Problem
All entries below are to be retyped in full, precisely as they appear.

Stored items from a collection:
───

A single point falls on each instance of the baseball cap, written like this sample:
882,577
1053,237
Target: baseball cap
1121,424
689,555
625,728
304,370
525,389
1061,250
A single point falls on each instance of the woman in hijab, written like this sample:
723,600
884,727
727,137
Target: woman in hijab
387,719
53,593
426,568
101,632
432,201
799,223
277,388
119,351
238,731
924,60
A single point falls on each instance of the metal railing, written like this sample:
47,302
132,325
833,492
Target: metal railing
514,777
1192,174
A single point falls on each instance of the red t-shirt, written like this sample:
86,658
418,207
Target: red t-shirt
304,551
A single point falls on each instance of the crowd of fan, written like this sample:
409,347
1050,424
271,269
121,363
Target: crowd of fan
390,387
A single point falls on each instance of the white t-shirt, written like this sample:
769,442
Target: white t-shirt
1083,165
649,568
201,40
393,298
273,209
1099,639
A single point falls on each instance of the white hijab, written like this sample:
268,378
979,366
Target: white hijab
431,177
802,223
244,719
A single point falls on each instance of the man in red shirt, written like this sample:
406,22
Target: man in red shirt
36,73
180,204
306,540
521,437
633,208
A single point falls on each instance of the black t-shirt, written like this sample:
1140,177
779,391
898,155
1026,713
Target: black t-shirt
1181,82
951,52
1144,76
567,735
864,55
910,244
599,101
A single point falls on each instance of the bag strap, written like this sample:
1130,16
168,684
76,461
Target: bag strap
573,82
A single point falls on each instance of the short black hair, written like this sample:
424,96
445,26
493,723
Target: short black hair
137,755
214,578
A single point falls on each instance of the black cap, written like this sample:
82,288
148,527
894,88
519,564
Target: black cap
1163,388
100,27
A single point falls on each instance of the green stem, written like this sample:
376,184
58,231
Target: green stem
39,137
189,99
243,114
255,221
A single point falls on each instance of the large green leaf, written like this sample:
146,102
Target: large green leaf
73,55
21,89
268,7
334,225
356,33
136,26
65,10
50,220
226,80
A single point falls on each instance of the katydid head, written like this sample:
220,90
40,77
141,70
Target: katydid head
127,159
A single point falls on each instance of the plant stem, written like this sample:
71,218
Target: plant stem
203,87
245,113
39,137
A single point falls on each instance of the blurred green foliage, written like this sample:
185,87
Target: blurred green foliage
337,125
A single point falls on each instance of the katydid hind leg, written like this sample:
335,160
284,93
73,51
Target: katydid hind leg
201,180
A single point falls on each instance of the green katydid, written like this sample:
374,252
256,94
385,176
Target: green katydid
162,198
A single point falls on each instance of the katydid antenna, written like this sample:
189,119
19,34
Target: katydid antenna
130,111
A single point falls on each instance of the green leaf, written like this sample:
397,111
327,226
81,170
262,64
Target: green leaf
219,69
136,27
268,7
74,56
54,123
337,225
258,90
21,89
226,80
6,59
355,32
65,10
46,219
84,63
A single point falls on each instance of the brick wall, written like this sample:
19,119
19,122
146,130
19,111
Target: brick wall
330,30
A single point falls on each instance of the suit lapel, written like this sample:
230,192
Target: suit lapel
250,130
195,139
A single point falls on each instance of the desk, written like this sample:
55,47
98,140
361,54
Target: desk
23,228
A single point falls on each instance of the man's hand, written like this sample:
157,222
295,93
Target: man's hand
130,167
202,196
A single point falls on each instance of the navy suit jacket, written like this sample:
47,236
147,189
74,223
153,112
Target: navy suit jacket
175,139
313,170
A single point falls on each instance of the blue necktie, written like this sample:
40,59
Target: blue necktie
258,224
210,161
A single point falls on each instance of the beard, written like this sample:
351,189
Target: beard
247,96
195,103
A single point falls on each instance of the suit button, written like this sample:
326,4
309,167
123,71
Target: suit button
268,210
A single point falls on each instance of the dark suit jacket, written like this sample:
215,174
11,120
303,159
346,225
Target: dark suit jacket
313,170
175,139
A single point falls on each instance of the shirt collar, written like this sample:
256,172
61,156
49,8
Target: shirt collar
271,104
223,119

───

Response area
A single point falls on each instance of the baseball cap, written like this sample:
882,577
1053,237
Target: baseball cap
1121,424
689,555
625,728
304,370
525,389
1061,250
A single point falls on each instance of the woman in hijab, written like this sample:
723,600
884,727
727,137
Target: woman in hijab
387,719
53,593
426,568
101,632
432,201
799,223
277,388
119,351
238,731
924,60
A single point falls on each instance of the metal railing, written like this sample:
47,302
132,325
833,492
Target: metal railing
514,777
1192,174
A single point falls on each instance of the red t-shirt, written like this sample:
86,658
418,207
Target: red t-shirt
304,551
A single point falls on each instance of the crowd of fan, written like this sample:
409,347
1050,424
271,269
121,363
Target: crowd of fan
390,387
A single point falls on each instance of the white t-shirt, written like this sample:
769,442
Target: white t-shirt
1083,165
649,568
201,40
393,298
273,209
1099,639
A single point falls on each instance of the white hijab, written like this sample:
268,378
979,366
Target: white hijab
431,177
802,223
244,719
A single point falls on each instance of the man in red shirt, written like this sample:
406,22
Target: man in red shirt
36,73
180,204
306,540
521,437
633,208
A single point falls on each instance of the black t-shirt, written like this sample:
1140,177
779,391
898,155
1026,713
Target: black t-shirt
1181,82
951,52
1144,76
567,735
864,55
910,244
599,101
A single point falls on each instance of the bag strap, written like this sample:
1130,16
168,684
76,461
Target: bag strap
573,82
A single point falls on each instance of the short black hair, written like this sample:
424,96
445,26
493,723
Target: short black hair
137,755
214,578
A single point falls on each instance of the black cap, written like this sample:
82,288
148,527
894,88
519,564
Target: black cap
1163,388
100,27
A single point falls on each instance of the green stem, written like this sample:
376,184
58,231
Target: green stem
39,137
189,99
243,114
255,221
A single point falls on each instance of the large green leaf, written like this sample:
146,102
Target: large green leaf
73,55
21,89
268,7
334,225
356,33
136,26
65,10
50,220
226,80
A single point falls on each instance of the katydid head, written like this sample:
220,90
40,77
141,70
Target: katydid head
127,159
A single point falls on each instance of the plant stem, written like this sample:
71,218
Target: plant stem
203,87
245,113
39,137
A single point falls on each instance of the blurred green foliage, written like this sample:
185,87
Target: blurred green foliage
337,125
A single point falls on each instance of the katydid hind leg, written like this sample:
335,160
284,93
73,51
Target: katydid hind leg
201,180
A single point falls on each instance of the green katydid, written like this sample:
374,252
256,94
385,176
Target: green katydid
162,198
A single point falls on each instance of the katydid antenna, written like this sample:
189,119
19,34
Target: katydid antenna
130,111
A single point falls on each instance of the green leaf, written like this sample:
397,111
327,226
81,170
262,64
Target: green leaf
219,69
136,27
268,7
74,56
54,123
337,225
258,90
21,89
226,80
6,59
355,32
65,10
46,219
84,63
A single point falls on each instance of the brick wall, written like this sample:
19,119
19,122
146,130
19,111
Target: brick wall
330,30
A single point falls on each instance of the suit lapel, written like this sample:
230,192
Target: suit lapel
250,130
195,139
A single point falls on each instance of the desk, written like this sample:
55,47
98,140
361,54
Target: desk
23,228
A single point falls on each instance of the man's hand, written like this sample:
157,222
295,93
Target: man's hand
130,167
202,196
A single point falls on each instance of the navy suit jacket, written like this sample:
47,236
147,189
74,223
153,112
Target: navy suit jacket
175,139
313,170
A single point falls on each instance of the blue necktie, written like this sample:
40,59
Target: blue necktie
258,224
210,161
A single point falls on each instance of the beard, written like this sample:
351,189
Target: beard
247,96
195,103
A single point falls on each instance of the suit button, written like this sample:
326,4
309,167
123,71
Target: suit button
268,210
A single point falls on each instance of the dark suit jacket, written like this sample:
215,174
11,120
303,159
346,225
Target: dark suit jacket
313,170
175,139
A single point falls on each instance of the shirt collar, written like this sample:
256,172
61,156
49,8
Target: shirt collar
271,104
223,119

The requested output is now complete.